Prompt —
Identify each line in the rows below that contains the string "blue" and copy those lines out. Case counts, so only matches with the same capitalization qualify.

--- START OF Data provided ---

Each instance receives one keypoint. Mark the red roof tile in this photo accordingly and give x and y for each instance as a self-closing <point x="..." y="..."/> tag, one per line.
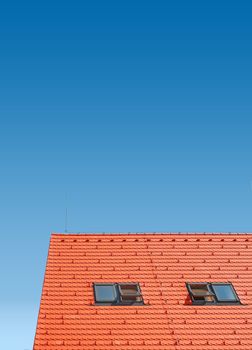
<point x="161" y="263"/>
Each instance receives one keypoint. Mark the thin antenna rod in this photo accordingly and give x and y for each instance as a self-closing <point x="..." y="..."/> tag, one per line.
<point x="66" y="216"/>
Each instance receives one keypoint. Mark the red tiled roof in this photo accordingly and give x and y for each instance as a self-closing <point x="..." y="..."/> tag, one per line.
<point x="161" y="263"/>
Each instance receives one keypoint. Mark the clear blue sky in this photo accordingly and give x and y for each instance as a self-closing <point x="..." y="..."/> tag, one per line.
<point x="139" y="110"/>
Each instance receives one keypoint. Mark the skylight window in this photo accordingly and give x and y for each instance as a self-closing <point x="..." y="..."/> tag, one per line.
<point x="117" y="293"/>
<point x="212" y="293"/>
<point x="130" y="292"/>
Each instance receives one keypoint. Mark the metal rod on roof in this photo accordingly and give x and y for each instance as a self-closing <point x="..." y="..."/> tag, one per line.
<point x="66" y="216"/>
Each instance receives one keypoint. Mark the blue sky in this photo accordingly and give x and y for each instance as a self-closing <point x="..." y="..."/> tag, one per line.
<point x="139" y="110"/>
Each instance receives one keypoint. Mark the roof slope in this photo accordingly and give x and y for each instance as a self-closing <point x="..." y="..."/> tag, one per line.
<point x="161" y="263"/>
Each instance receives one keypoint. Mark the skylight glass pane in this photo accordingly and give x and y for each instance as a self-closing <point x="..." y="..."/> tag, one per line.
<point x="224" y="292"/>
<point x="105" y="293"/>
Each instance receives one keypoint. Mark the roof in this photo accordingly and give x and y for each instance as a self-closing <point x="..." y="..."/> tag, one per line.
<point x="162" y="264"/>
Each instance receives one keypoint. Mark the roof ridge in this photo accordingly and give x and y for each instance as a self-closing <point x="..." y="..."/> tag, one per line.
<point x="147" y="233"/>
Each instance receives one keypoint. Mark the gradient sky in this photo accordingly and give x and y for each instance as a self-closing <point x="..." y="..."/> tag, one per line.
<point x="139" y="110"/>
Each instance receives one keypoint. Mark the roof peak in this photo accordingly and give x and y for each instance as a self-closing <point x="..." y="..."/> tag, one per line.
<point x="148" y="233"/>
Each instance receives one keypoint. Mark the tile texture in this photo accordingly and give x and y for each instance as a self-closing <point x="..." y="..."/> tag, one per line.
<point x="161" y="263"/>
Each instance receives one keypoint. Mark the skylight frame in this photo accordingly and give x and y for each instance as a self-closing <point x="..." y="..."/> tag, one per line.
<point x="121" y="296"/>
<point x="210" y="288"/>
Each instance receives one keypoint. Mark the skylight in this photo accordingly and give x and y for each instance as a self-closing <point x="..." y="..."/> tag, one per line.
<point x="212" y="293"/>
<point x="117" y="293"/>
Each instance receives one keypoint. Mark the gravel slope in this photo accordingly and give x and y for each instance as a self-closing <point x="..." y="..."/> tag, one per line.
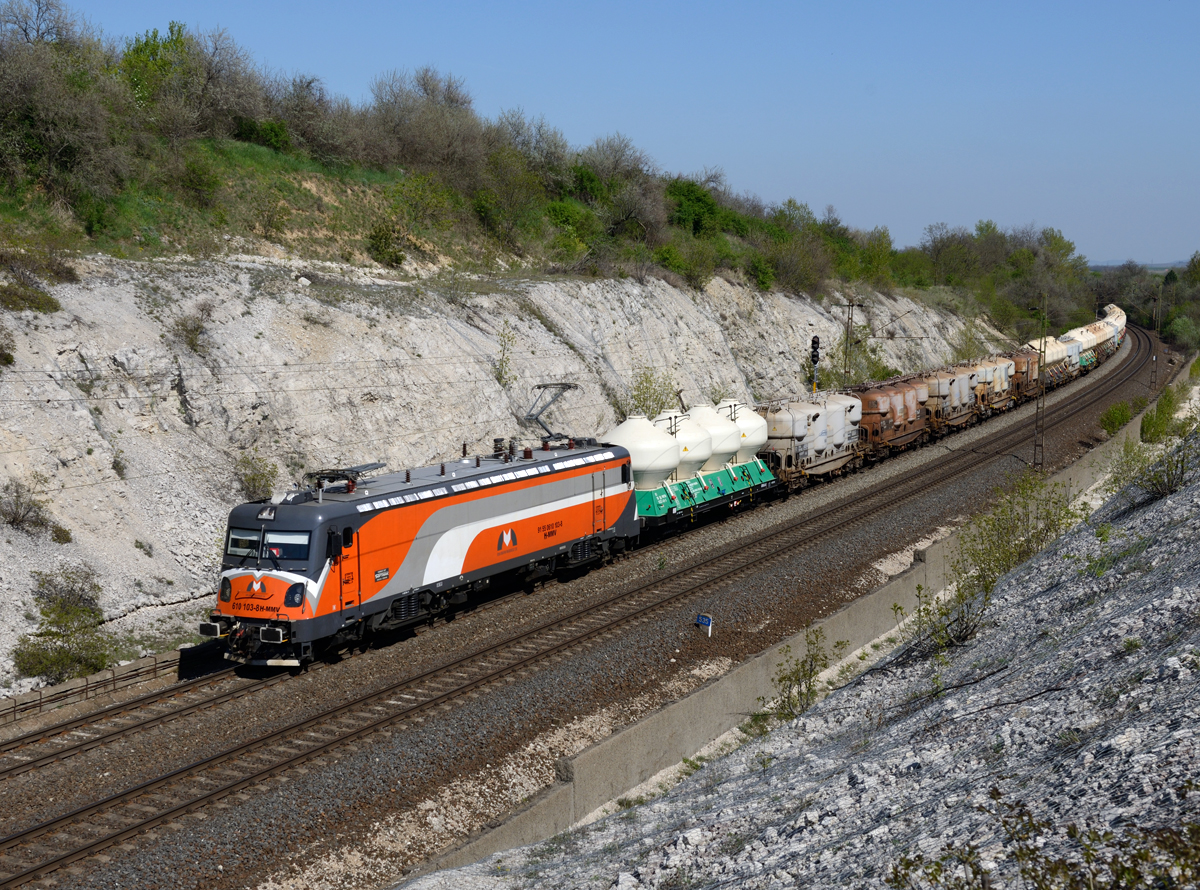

--- END OF Data provided ---

Solution to this problem —
Each instance receives one keypoint. Mark the clear blue sky in this photo accordingly and give x and y for each instance as a self-closing <point x="..." y="..."/> tag, one per line.
Each instance receives one keypoint. Mark the blue sky in this photo accordingly and give x and y for each instance as a self-closing <point x="..." y="..."/> tag, one per line.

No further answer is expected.